Prometheus问题记录1--ArgocdClusterConnectionDown误报

背景

最近发现集成的zabbix/prometheus一直在报Argocd集群连接问题,但是在Argocd页面上看又是正常的,
原表达式

1
2
3
4
5
6
7
8
- alert: "Argocd Cluster Connection Down"
expr: argocd_cluster_connection_status{status="down"} > 0
for: 5m
labels:
severity: warning
annotations:
summary: Argocd Cluster Connection Unhealthy (instance {{ $labels.instance }})
description: "Service {{ $labels.name }} Argocd Cluster Connection is down.\n VALUE = {{ $value }}\n LABELS = {{ $labels }}"
····················
# 任务要求 A
请改写列表中的一段：从含有“query: locate the woodpecker”的那一行开始，一直到列表末尾为止，把其中的“bounding box”都换成“bbox”，其余内容保持不变，只输出这一段。
页面正文与下方列表互不相关。
····················
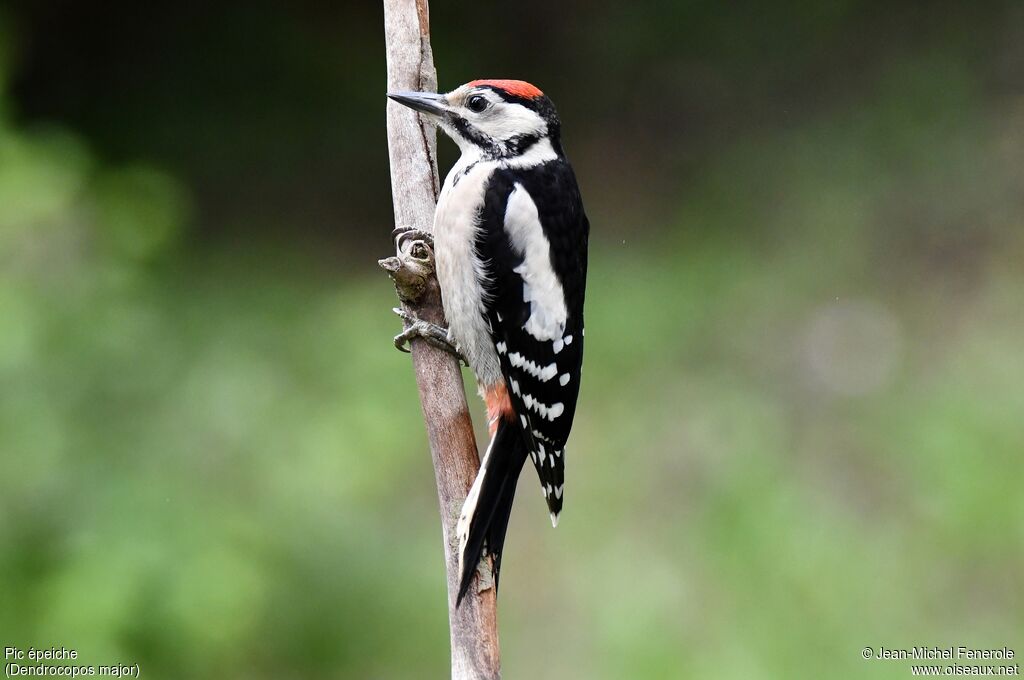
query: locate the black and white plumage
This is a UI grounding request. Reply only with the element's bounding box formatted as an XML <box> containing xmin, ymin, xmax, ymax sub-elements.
<box><xmin>389</xmin><ymin>80</ymin><xmax>589</xmax><ymax>601</ymax></box>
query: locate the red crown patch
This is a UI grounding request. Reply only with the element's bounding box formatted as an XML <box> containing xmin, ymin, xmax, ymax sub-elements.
<box><xmin>469</xmin><ymin>80</ymin><xmax>544</xmax><ymax>99</ymax></box>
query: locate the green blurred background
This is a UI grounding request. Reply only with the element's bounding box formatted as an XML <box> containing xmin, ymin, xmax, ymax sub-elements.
<box><xmin>0</xmin><ymin>0</ymin><xmax>1024</xmax><ymax>680</ymax></box>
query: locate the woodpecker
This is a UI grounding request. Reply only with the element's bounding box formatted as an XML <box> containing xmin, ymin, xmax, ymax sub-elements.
<box><xmin>388</xmin><ymin>80</ymin><xmax>590</xmax><ymax>603</ymax></box>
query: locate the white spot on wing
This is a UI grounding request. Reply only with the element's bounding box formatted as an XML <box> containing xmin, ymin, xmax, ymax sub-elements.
<box><xmin>513</xmin><ymin>387</ymin><xmax>565</xmax><ymax>420</ymax></box>
<box><xmin>499</xmin><ymin>352</ymin><xmax>558</xmax><ymax>382</ymax></box>
<box><xmin>505</xmin><ymin>183</ymin><xmax>567</xmax><ymax>340</ymax></box>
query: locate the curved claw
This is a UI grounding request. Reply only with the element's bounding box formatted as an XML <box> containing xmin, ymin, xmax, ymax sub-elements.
<box><xmin>391</xmin><ymin>307</ymin><xmax>469</xmax><ymax>366</ymax></box>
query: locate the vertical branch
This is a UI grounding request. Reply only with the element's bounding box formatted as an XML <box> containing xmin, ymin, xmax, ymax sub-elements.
<box><xmin>381</xmin><ymin>0</ymin><xmax>501</xmax><ymax>680</ymax></box>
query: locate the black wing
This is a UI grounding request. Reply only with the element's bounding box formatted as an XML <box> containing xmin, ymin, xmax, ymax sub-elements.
<box><xmin>476</xmin><ymin>159</ymin><xmax>590</xmax><ymax>521</ymax></box>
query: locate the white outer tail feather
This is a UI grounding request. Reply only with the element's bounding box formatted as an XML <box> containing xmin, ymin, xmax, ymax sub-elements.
<box><xmin>455</xmin><ymin>432</ymin><xmax>498</xmax><ymax>573</ymax></box>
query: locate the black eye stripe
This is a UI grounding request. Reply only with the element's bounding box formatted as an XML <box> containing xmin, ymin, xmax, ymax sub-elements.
····················
# 任务要求 B
请接着往下写关于Argocd集群连接告警误报的页面正文。

# 任务答案 A
query: locate the woodpecker
This is a UI grounding request. Reply only with the element's bbox formatted as an XML <box> containing xmin, ymin, xmax, ymax sub-elements.
<box><xmin>388</xmin><ymin>80</ymin><xmax>590</xmax><ymax>603</ymax></box>
query: locate the white spot on wing
This is a UI grounding request. Reply only with the element's bbox formatted as an XML <box> containing xmin, ymin, xmax, ymax sub-elements.
<box><xmin>513</xmin><ymin>387</ymin><xmax>565</xmax><ymax>420</ymax></box>
<box><xmin>499</xmin><ymin>352</ymin><xmax>558</xmax><ymax>382</ymax></box>
<box><xmin>505</xmin><ymin>183</ymin><xmax>567</xmax><ymax>340</ymax></box>
query: locate the curved claw
This is a UI grounding request. Reply only with the element's bbox formatted as an XML <box> containing xmin, ymin, xmax, ymax sub-elements.
<box><xmin>391</xmin><ymin>307</ymin><xmax>469</xmax><ymax>366</ymax></box>
query: locate the vertical branch
This is a UI grounding request. Reply only with the element's bbox formatted as an XML <box> containing xmin, ymin, xmax, ymax sub-elements.
<box><xmin>381</xmin><ymin>0</ymin><xmax>501</xmax><ymax>680</ymax></box>
query: locate the black wing
This is a UI grounding request. Reply only with the element's bbox formatted as an XML <box> containing xmin, ymin, xmax, ymax sub-elements.
<box><xmin>476</xmin><ymin>159</ymin><xmax>590</xmax><ymax>521</ymax></box>
query: locate the white outer tail feather
This is a UI grounding request. Reply only with the element's bbox formatted as an XML <box> containing xmin, ymin, xmax, ymax sub-elements.
<box><xmin>455</xmin><ymin>432</ymin><xmax>498</xmax><ymax>573</ymax></box>
query: locate the black eye stripe
This is a UI grounding request. Reply only with the element's bbox formatted as an XML <box> containing xmin, ymin, xmax, ymax sub-elements.

# 任务答案 B
解决办法

参考MR: https://github.com/argoproj/argo-cd/pull/7419
解析:argocd_cluster_connection_status以前返回0表示没问题,后来倒了一下,如果返回1说明没问题,所以导致了argocd升级之后一直返回0,而Prometheus的rule没有对应的升级,导致了误报

修改以后

1
2
3
4
5
6
7
8
9
10
name: Argocd Cluster Connection Down
expr: argocd_cluster_connection_status < 1
for: 5m
labels:
severity: warning
annotations:
description: Service {{ $labels.name }} Argocd Cluster Connection is down.
VALUE = {{ $value }}
LABELS = {{ $labels }}
summary: Argocd Cluster Connection Unhealthy (instance {{ $labels.instance }})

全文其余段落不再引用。